### Objetivo
Reescribe todos los ítems sustituyendo "annotation target" por "labeling target" y deja intacto el resto del texto.

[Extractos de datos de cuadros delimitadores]
"""

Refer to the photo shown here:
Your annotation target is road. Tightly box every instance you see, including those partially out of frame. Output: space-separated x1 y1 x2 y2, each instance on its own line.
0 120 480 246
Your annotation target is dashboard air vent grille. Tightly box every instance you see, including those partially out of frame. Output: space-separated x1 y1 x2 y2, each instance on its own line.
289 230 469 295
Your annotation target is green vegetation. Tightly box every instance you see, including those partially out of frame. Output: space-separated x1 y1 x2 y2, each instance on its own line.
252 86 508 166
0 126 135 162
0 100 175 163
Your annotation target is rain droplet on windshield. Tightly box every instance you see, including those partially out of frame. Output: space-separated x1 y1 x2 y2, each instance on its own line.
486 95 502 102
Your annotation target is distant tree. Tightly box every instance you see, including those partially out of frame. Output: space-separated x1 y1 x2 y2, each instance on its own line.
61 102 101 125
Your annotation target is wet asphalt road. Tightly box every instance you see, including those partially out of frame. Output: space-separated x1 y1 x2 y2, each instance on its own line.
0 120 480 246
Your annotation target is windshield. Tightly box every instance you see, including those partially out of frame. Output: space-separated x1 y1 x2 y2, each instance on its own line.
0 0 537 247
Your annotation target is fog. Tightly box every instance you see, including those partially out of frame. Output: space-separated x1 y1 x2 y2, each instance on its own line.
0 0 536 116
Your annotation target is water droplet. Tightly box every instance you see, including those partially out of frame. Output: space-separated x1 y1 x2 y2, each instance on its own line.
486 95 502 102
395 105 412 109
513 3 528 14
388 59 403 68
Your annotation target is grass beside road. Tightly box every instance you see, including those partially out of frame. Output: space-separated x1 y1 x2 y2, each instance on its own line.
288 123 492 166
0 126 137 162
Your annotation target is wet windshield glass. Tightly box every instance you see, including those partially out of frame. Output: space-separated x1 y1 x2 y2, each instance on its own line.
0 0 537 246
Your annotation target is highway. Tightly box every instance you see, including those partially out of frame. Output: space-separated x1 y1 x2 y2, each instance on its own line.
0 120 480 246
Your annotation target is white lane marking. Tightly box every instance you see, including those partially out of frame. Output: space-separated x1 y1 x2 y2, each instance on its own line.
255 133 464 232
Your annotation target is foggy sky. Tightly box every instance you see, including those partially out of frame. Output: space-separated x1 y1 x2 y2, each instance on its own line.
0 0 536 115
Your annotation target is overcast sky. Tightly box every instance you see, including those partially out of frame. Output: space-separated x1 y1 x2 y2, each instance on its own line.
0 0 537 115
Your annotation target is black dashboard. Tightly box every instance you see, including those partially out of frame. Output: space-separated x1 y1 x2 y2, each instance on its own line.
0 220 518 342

"""

### Respuesta
Refer to the photo shown here:
Your labeling target is road. Tightly box every instance you see, including those partially out of frame. Output: space-separated x1 y1 x2 y2, each instance on its own line.
0 120 480 246
Your labeling target is dashboard air vent grille. Tightly box every instance you see, including those partially out of frame. Output: space-separated x1 y1 x2 y2, each instance on its own line.
289 230 469 295
Your labeling target is green vegetation. Tightly box every instance you see, including those partially out of frame. Output: space-separated x1 y1 x2 y2, each instance on its own line.
252 86 508 166
0 126 135 162
0 100 175 163
Your labeling target is rain droplet on windshield. Tightly box every instance you see, including those partially out of frame. Output: space-separated x1 y1 x2 y2, each instance on its own line.
486 95 502 102
Your labeling target is distant tree. Tightly box every instance you see, including those partially out of frame. Output: space-separated x1 y1 x2 y2, each instance on its own line.
61 102 101 125
Your labeling target is wet asphalt road. Tightly box every instance you see, including those partially out of frame. Output: space-separated x1 y1 x2 y2, each instance on its own line.
0 120 480 246
Your labeling target is windshield. Tightly box every instance you see, including those partially out of frame. Output: space-separated x1 y1 x2 y2, each instance on its own line.
0 0 537 247
Your labeling target is fog. Tightly box every instance you see, including those partially out of frame. Output: space-separated x1 y1 x2 y2, each instance on its own line.
0 0 536 116
Your labeling target is water droplet. Tightly box every instance you see, including those partially out of frame. Output: space-separated x1 y1 x2 y2, each instance on its own line.
486 95 502 102
395 105 412 109
513 3 528 14
388 59 403 68
Your labeling target is grass beside road. Tightly box every instance you see, including those partially out of frame. Output: space-separated x1 y1 x2 y2, each instance on its own line.
288 123 492 166
0 126 137 162
Your labeling target is wet windshield glass. Tightly box every instance you see, including those partially out of frame. Output: space-separated x1 y1 x2 y2, each instance on its own line.
0 0 537 246
Your labeling target is highway. Tightly box every instance you see, including those partially out of frame. Output: space-separated x1 y1 x2 y2, each instance on its own line.
0 120 480 246
Your labeling target is white lane marking. Tightly box every instance you see, including those partially out of frame. Output: space-separated x1 y1 x2 y2, each instance on its own line.
255 133 464 232
Your labeling target is foggy sky. Tightly box every instance you see, including those partially out of frame. Output: space-separated x1 y1 x2 y2, each instance on its own line.
0 0 536 115
Your labeling target is overcast sky. Tightly box every instance you see, including those partially out of frame. Output: space-separated x1 y1 x2 y2, each instance on its own line.
0 0 537 115
Your labeling target is black dashboard. Tightly box every instance you see, including those partially out of frame. Output: space-separated x1 y1 x2 y2, each instance on its own line.
0 220 518 342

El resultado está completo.